*** SUPPLIED MATERIAL ***
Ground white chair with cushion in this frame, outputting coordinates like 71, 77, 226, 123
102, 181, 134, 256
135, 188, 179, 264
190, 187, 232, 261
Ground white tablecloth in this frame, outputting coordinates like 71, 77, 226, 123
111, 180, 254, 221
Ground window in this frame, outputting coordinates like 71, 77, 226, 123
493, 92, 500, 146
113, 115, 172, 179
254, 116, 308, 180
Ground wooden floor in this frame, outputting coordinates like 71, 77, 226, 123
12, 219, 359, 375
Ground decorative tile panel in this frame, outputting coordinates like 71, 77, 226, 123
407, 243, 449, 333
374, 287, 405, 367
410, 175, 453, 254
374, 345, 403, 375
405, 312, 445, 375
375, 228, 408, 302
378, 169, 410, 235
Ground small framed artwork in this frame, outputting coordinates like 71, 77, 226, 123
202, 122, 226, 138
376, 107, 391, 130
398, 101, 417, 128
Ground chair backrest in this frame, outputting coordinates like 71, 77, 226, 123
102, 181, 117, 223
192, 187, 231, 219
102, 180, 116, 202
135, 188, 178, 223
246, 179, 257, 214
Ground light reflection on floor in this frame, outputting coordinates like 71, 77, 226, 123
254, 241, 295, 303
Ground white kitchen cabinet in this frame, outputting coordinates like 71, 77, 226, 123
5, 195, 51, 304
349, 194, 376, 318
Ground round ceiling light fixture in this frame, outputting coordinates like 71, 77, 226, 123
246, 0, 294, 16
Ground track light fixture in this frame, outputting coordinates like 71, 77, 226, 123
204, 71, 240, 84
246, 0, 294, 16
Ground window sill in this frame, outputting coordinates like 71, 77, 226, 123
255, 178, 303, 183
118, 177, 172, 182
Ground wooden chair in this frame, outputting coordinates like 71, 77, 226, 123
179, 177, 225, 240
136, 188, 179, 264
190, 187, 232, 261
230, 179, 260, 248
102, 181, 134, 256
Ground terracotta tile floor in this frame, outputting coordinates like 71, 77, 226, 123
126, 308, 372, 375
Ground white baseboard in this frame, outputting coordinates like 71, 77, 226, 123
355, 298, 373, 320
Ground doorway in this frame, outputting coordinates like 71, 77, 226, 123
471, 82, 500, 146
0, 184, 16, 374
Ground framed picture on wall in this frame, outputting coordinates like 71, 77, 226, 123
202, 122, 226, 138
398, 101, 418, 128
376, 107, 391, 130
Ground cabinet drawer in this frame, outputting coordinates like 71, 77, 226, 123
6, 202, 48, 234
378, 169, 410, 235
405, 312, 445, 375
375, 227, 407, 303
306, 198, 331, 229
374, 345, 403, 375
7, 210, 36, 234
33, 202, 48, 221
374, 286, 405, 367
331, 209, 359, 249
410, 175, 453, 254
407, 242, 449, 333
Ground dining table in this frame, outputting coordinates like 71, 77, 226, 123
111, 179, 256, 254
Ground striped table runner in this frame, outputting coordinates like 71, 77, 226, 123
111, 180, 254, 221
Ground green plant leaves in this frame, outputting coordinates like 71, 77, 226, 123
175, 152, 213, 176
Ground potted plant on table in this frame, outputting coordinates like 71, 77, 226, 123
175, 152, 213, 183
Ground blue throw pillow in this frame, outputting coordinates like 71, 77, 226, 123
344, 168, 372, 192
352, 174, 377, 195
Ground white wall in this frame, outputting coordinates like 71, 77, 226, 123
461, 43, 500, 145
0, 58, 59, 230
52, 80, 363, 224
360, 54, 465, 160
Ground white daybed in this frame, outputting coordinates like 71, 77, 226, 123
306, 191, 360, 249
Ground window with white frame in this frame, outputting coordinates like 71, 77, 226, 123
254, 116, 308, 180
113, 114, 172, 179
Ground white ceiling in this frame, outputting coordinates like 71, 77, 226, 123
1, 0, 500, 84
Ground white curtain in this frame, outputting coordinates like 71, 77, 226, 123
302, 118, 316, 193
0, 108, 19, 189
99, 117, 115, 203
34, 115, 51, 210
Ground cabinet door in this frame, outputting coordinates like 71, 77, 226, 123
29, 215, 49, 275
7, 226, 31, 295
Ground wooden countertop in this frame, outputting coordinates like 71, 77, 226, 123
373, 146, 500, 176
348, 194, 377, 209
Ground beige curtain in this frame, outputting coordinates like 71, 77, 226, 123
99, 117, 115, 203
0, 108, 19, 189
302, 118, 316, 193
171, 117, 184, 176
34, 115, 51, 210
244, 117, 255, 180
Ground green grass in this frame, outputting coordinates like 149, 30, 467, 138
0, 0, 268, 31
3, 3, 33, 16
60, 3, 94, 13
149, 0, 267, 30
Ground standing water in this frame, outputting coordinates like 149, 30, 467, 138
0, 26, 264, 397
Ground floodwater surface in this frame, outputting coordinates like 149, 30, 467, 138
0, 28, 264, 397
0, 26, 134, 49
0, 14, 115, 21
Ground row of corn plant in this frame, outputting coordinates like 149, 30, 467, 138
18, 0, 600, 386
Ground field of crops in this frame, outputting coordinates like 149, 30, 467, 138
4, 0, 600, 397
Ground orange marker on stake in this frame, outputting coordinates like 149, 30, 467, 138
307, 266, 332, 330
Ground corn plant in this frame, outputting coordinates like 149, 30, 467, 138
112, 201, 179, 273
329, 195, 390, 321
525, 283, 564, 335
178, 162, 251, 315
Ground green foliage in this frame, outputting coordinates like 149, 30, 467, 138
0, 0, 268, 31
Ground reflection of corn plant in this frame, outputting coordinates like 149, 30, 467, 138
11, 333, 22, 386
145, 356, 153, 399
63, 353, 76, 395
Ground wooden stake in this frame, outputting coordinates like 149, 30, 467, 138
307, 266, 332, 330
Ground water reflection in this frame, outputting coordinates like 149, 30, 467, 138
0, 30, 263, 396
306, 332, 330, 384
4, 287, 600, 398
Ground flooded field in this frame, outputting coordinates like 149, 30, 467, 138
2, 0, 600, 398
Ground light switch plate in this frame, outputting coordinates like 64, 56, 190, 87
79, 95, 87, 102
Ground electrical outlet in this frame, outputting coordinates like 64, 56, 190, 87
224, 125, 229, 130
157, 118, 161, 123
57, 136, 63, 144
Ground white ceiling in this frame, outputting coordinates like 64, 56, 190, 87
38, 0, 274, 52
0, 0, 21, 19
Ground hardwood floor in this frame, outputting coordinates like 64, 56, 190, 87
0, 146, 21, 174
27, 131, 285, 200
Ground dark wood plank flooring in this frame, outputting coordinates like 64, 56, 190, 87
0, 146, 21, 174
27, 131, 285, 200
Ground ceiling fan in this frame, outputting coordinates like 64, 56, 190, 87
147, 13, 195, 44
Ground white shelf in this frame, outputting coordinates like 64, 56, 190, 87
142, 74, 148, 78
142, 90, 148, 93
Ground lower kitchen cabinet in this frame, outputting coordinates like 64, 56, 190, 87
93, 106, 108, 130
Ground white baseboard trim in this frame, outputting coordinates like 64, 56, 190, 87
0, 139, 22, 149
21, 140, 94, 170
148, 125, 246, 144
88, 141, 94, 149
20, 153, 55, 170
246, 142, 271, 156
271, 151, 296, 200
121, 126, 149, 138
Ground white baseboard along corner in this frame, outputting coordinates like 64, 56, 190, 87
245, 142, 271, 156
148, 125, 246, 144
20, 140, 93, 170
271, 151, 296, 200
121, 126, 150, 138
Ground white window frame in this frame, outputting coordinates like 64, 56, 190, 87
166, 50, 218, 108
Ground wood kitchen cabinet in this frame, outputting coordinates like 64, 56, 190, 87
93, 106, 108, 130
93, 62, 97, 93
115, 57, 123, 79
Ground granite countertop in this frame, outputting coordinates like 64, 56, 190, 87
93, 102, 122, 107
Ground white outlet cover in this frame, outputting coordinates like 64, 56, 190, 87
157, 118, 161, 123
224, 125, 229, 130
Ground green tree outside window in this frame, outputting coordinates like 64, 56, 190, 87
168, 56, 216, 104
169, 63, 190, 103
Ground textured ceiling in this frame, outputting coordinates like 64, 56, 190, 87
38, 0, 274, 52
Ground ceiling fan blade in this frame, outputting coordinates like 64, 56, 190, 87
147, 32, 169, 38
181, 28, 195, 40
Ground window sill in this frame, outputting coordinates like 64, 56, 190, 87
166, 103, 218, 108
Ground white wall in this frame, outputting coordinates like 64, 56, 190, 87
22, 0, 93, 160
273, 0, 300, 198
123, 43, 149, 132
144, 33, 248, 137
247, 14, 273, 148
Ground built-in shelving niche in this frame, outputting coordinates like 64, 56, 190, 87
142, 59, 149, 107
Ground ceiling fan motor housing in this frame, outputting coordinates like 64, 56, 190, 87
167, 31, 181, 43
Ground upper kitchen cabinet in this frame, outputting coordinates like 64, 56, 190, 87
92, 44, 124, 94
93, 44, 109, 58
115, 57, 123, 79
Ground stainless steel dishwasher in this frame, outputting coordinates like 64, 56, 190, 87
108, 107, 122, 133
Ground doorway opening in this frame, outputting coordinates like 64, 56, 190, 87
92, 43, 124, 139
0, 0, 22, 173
*** End of SUPPLIED MATERIAL ***
DIRECTIONS FOR THIS TASK:
Write out the lines above from the one containing "Ground ceiling fan motor" through the last, exactly as they are.

ANSWER TO THIS PROBLEM:
Ground ceiling fan motor housing in this frame, outputting coordinates like 64, 56, 190, 87
167, 31, 181, 43
Ground upper kitchen cabinet in this frame, outputting coordinates like 64, 56, 190, 87
92, 44, 124, 94
93, 44, 109, 58
115, 57, 123, 79
Ground stainless steel dishwasher in this frame, outputting coordinates like 64, 56, 190, 87
108, 107, 122, 133
Ground doorway opening in this frame, outputting coordinates like 64, 56, 190, 87
92, 43, 124, 139
0, 0, 22, 173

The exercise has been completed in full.